=== Supplied data ===
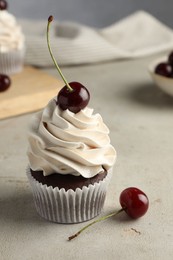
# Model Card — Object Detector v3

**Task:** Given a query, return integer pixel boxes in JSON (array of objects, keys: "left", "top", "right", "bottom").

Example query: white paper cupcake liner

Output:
[
  {"left": 26, "top": 167, "right": 112, "bottom": 223},
  {"left": 0, "top": 48, "right": 25, "bottom": 75}
]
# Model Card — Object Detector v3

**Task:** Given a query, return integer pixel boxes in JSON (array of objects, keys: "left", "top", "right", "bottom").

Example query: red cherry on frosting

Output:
[
  {"left": 57, "top": 82, "right": 90, "bottom": 113},
  {"left": 47, "top": 16, "right": 90, "bottom": 113},
  {"left": 0, "top": 0, "right": 8, "bottom": 10}
]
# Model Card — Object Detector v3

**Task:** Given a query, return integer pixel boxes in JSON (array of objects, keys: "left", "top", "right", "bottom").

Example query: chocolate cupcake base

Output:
[
  {"left": 30, "top": 168, "right": 107, "bottom": 191},
  {"left": 26, "top": 167, "right": 112, "bottom": 224}
]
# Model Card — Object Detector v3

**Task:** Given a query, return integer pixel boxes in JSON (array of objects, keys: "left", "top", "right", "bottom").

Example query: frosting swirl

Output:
[
  {"left": 0, "top": 10, "right": 25, "bottom": 52},
  {"left": 27, "top": 98, "right": 116, "bottom": 178}
]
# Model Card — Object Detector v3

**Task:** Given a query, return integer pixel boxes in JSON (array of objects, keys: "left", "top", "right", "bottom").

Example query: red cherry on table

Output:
[
  {"left": 0, "top": 74, "right": 11, "bottom": 92},
  {"left": 119, "top": 187, "right": 149, "bottom": 219},
  {"left": 0, "top": 0, "right": 8, "bottom": 10},
  {"left": 57, "top": 82, "right": 90, "bottom": 113}
]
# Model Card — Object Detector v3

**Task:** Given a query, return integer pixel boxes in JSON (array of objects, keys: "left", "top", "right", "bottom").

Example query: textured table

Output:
[{"left": 1, "top": 54, "right": 173, "bottom": 260}]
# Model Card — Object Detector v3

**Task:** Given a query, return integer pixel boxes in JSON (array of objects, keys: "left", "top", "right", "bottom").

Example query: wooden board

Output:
[{"left": 0, "top": 66, "right": 63, "bottom": 120}]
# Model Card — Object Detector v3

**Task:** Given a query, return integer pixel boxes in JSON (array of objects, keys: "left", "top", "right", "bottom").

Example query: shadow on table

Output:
[
  {"left": 121, "top": 82, "right": 173, "bottom": 108},
  {"left": 0, "top": 186, "right": 47, "bottom": 227}
]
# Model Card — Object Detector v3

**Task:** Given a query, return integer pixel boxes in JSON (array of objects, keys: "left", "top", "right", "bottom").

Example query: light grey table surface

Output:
[{"left": 1, "top": 54, "right": 173, "bottom": 260}]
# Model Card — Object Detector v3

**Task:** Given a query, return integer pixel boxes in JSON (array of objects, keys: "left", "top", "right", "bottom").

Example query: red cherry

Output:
[
  {"left": 155, "top": 62, "right": 172, "bottom": 77},
  {"left": 46, "top": 17, "right": 90, "bottom": 113},
  {"left": 0, "top": 74, "right": 11, "bottom": 92},
  {"left": 168, "top": 51, "right": 173, "bottom": 67},
  {"left": 0, "top": 0, "right": 7, "bottom": 10},
  {"left": 57, "top": 81, "right": 90, "bottom": 113},
  {"left": 119, "top": 187, "right": 149, "bottom": 219}
]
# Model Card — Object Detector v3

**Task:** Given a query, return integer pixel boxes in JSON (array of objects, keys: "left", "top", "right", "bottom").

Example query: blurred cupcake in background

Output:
[{"left": 0, "top": 0, "right": 25, "bottom": 74}]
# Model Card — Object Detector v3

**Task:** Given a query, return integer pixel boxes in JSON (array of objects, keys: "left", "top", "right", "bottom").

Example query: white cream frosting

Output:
[
  {"left": 0, "top": 10, "right": 25, "bottom": 52},
  {"left": 27, "top": 98, "right": 116, "bottom": 178}
]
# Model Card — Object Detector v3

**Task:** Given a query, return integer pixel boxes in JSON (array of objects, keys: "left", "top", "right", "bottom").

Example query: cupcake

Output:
[
  {"left": 0, "top": 1, "right": 25, "bottom": 74},
  {"left": 26, "top": 16, "right": 116, "bottom": 224}
]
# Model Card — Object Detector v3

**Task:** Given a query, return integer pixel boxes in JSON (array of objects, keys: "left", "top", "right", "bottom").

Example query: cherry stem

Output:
[
  {"left": 68, "top": 208, "right": 124, "bottom": 241},
  {"left": 47, "top": 16, "right": 73, "bottom": 92}
]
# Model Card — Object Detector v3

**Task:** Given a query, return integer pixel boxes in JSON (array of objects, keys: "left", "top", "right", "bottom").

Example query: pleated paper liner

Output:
[{"left": 26, "top": 167, "right": 112, "bottom": 223}]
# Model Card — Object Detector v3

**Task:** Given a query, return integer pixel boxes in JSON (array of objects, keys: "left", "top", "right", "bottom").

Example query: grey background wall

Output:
[{"left": 9, "top": 0, "right": 173, "bottom": 29}]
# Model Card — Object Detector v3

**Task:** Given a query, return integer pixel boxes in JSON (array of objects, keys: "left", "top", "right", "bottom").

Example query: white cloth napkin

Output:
[{"left": 21, "top": 11, "right": 173, "bottom": 66}]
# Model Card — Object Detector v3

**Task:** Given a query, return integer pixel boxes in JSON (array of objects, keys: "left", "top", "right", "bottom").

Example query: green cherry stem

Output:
[
  {"left": 47, "top": 16, "right": 73, "bottom": 92},
  {"left": 68, "top": 208, "right": 124, "bottom": 241}
]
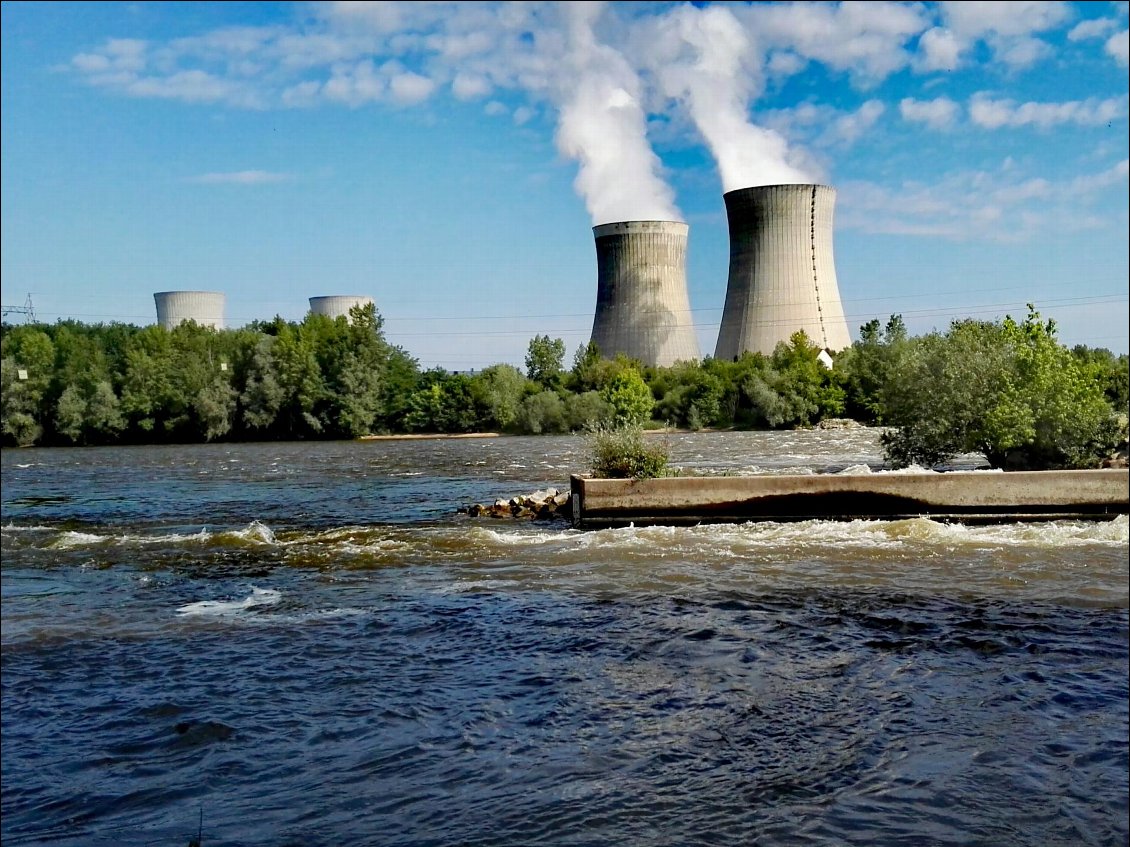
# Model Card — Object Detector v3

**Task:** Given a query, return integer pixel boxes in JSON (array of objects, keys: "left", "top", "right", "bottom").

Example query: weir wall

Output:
[{"left": 570, "top": 470, "right": 1130, "bottom": 529}]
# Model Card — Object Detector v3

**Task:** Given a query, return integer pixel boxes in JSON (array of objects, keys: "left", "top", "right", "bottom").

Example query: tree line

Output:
[{"left": 2, "top": 302, "right": 1127, "bottom": 469}]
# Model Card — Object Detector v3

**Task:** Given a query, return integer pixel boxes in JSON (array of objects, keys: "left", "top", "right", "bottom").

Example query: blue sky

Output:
[{"left": 2, "top": 0, "right": 1127, "bottom": 370}]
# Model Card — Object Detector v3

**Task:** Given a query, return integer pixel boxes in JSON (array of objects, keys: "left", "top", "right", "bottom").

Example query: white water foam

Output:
[
  {"left": 49, "top": 531, "right": 112, "bottom": 549},
  {"left": 176, "top": 586, "right": 282, "bottom": 617},
  {"left": 226, "top": 521, "right": 277, "bottom": 545},
  {"left": 2, "top": 523, "right": 54, "bottom": 533},
  {"left": 490, "top": 515, "right": 1130, "bottom": 554}
]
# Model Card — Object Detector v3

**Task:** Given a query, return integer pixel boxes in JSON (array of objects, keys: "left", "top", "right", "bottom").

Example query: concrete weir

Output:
[{"left": 569, "top": 470, "right": 1130, "bottom": 529}]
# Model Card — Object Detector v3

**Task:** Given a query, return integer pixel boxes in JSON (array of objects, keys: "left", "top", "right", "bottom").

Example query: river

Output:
[{"left": 2, "top": 430, "right": 1127, "bottom": 846}]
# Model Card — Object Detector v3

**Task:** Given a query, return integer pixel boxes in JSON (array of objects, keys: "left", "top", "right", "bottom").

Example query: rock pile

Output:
[
  {"left": 1101, "top": 442, "right": 1128, "bottom": 469},
  {"left": 461, "top": 488, "right": 572, "bottom": 521}
]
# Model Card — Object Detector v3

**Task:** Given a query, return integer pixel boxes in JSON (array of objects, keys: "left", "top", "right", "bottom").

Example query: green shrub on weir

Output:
[{"left": 586, "top": 423, "right": 670, "bottom": 479}]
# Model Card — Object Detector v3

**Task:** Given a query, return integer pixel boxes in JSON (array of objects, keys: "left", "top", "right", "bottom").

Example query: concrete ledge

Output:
[{"left": 570, "top": 470, "right": 1130, "bottom": 529}]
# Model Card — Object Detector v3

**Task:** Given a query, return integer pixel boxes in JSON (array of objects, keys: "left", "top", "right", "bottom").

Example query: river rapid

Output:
[{"left": 2, "top": 430, "right": 1127, "bottom": 846}]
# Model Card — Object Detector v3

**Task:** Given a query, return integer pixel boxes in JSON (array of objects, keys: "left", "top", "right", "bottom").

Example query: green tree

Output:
[
  {"left": 516, "top": 390, "right": 567, "bottom": 434},
  {"left": 601, "top": 367, "right": 654, "bottom": 427},
  {"left": 53, "top": 380, "right": 124, "bottom": 444},
  {"left": 881, "top": 306, "right": 1122, "bottom": 469},
  {"left": 652, "top": 360, "right": 724, "bottom": 430},
  {"left": 766, "top": 330, "right": 845, "bottom": 428},
  {"left": 85, "top": 381, "right": 126, "bottom": 442},
  {"left": 376, "top": 345, "right": 421, "bottom": 433},
  {"left": 1071, "top": 345, "right": 1129, "bottom": 414},
  {"left": 0, "top": 327, "right": 55, "bottom": 445},
  {"left": 166, "top": 322, "right": 236, "bottom": 441},
  {"left": 564, "top": 390, "right": 613, "bottom": 432},
  {"left": 311, "top": 306, "right": 390, "bottom": 438},
  {"left": 838, "top": 315, "right": 908, "bottom": 424},
  {"left": 271, "top": 321, "right": 325, "bottom": 438},
  {"left": 119, "top": 326, "right": 177, "bottom": 438},
  {"left": 403, "top": 369, "right": 483, "bottom": 433},
  {"left": 1, "top": 357, "right": 42, "bottom": 445},
  {"left": 471, "top": 364, "right": 532, "bottom": 432},
  {"left": 239, "top": 335, "right": 285, "bottom": 433},
  {"left": 525, "top": 334, "right": 566, "bottom": 388},
  {"left": 568, "top": 340, "right": 602, "bottom": 392}
]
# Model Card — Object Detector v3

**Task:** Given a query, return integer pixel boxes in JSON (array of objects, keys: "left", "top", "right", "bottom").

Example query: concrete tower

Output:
[
  {"left": 309, "top": 295, "right": 374, "bottom": 321},
  {"left": 589, "top": 220, "right": 700, "bottom": 367},
  {"left": 153, "top": 291, "right": 225, "bottom": 330},
  {"left": 714, "top": 184, "right": 851, "bottom": 360}
]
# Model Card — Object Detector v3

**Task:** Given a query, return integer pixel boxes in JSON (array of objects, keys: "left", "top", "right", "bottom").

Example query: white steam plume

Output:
[
  {"left": 553, "top": 3, "right": 681, "bottom": 224},
  {"left": 644, "top": 4, "right": 812, "bottom": 190}
]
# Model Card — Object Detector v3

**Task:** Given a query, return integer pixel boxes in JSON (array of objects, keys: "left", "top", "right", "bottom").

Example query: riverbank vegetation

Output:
[{"left": 3, "top": 303, "right": 1126, "bottom": 470}]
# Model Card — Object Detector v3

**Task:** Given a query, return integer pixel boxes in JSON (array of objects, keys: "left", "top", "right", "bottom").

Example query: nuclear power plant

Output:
[
  {"left": 588, "top": 220, "right": 700, "bottom": 368},
  {"left": 714, "top": 184, "right": 851, "bottom": 360},
  {"left": 309, "top": 295, "right": 375, "bottom": 321},
  {"left": 146, "top": 186, "right": 853, "bottom": 365},
  {"left": 153, "top": 291, "right": 226, "bottom": 330}
]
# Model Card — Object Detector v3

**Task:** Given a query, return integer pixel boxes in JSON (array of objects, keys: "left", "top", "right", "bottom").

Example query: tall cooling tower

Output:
[
  {"left": 714, "top": 184, "right": 851, "bottom": 360},
  {"left": 153, "top": 291, "right": 225, "bottom": 330},
  {"left": 589, "top": 221, "right": 700, "bottom": 368},
  {"left": 309, "top": 295, "right": 375, "bottom": 321}
]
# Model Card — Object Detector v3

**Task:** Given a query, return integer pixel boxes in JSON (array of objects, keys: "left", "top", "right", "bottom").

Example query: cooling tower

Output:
[
  {"left": 153, "top": 291, "right": 225, "bottom": 330},
  {"left": 309, "top": 295, "right": 374, "bottom": 321},
  {"left": 589, "top": 221, "right": 700, "bottom": 368},
  {"left": 714, "top": 184, "right": 851, "bottom": 360}
]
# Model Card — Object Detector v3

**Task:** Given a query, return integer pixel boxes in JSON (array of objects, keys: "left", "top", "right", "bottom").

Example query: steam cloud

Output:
[
  {"left": 642, "top": 4, "right": 812, "bottom": 191},
  {"left": 552, "top": 3, "right": 681, "bottom": 224}
]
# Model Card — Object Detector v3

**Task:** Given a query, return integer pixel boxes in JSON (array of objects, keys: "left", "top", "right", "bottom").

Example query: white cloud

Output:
[
  {"left": 837, "top": 158, "right": 1128, "bottom": 242},
  {"left": 1068, "top": 18, "right": 1119, "bottom": 41},
  {"left": 57, "top": 0, "right": 1130, "bottom": 232},
  {"left": 127, "top": 69, "right": 260, "bottom": 106},
  {"left": 281, "top": 80, "right": 322, "bottom": 107},
  {"left": 915, "top": 27, "right": 961, "bottom": 71},
  {"left": 1107, "top": 29, "right": 1130, "bottom": 66},
  {"left": 765, "top": 51, "right": 806, "bottom": 76},
  {"left": 900, "top": 96, "right": 960, "bottom": 129},
  {"left": 763, "top": 100, "right": 885, "bottom": 151},
  {"left": 1069, "top": 159, "right": 1130, "bottom": 192},
  {"left": 388, "top": 70, "right": 436, "bottom": 104},
  {"left": 829, "top": 99, "right": 886, "bottom": 144},
  {"left": 995, "top": 37, "right": 1054, "bottom": 68},
  {"left": 991, "top": 178, "right": 1051, "bottom": 204},
  {"left": 323, "top": 59, "right": 385, "bottom": 106},
  {"left": 940, "top": 1, "right": 1073, "bottom": 39},
  {"left": 924, "top": 1, "right": 1075, "bottom": 69},
  {"left": 191, "top": 170, "right": 292, "bottom": 185},
  {"left": 736, "top": 1, "right": 928, "bottom": 85},
  {"left": 451, "top": 72, "right": 491, "bottom": 100},
  {"left": 71, "top": 38, "right": 148, "bottom": 83},
  {"left": 969, "top": 93, "right": 1130, "bottom": 129}
]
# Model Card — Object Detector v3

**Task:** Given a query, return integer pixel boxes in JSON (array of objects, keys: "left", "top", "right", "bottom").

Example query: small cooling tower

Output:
[
  {"left": 589, "top": 221, "right": 700, "bottom": 367},
  {"left": 714, "top": 184, "right": 851, "bottom": 360},
  {"left": 309, "top": 295, "right": 375, "bottom": 321},
  {"left": 153, "top": 291, "right": 225, "bottom": 330}
]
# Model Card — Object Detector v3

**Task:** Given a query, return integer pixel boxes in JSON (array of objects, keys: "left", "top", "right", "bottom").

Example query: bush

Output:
[
  {"left": 585, "top": 423, "right": 670, "bottom": 479},
  {"left": 880, "top": 306, "right": 1123, "bottom": 470}
]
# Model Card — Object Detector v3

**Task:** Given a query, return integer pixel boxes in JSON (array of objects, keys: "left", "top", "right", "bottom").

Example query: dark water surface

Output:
[{"left": 2, "top": 432, "right": 1127, "bottom": 846}]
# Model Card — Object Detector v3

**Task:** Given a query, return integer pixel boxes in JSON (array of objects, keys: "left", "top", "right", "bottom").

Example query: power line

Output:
===
__What is expected__. In the entries above, locate every line with the word "grey" and copy it.

__Task response__.
Example query: light grey table surface
Example query: grey background wall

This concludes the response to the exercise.